**TASK DETAILS**
Return the entries below in full. Keep every word as it is.

**INPUT FOR THIS TASK**
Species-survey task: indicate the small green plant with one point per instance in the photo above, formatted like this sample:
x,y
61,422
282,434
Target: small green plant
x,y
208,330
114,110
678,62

**ANSWER SECTION**
Species-survey task: indicate the small green plant with one point per instance in the photo above, formatted like this sample:
x,y
61,422
282,434
Target: small green plant
x,y
208,330
114,110
678,62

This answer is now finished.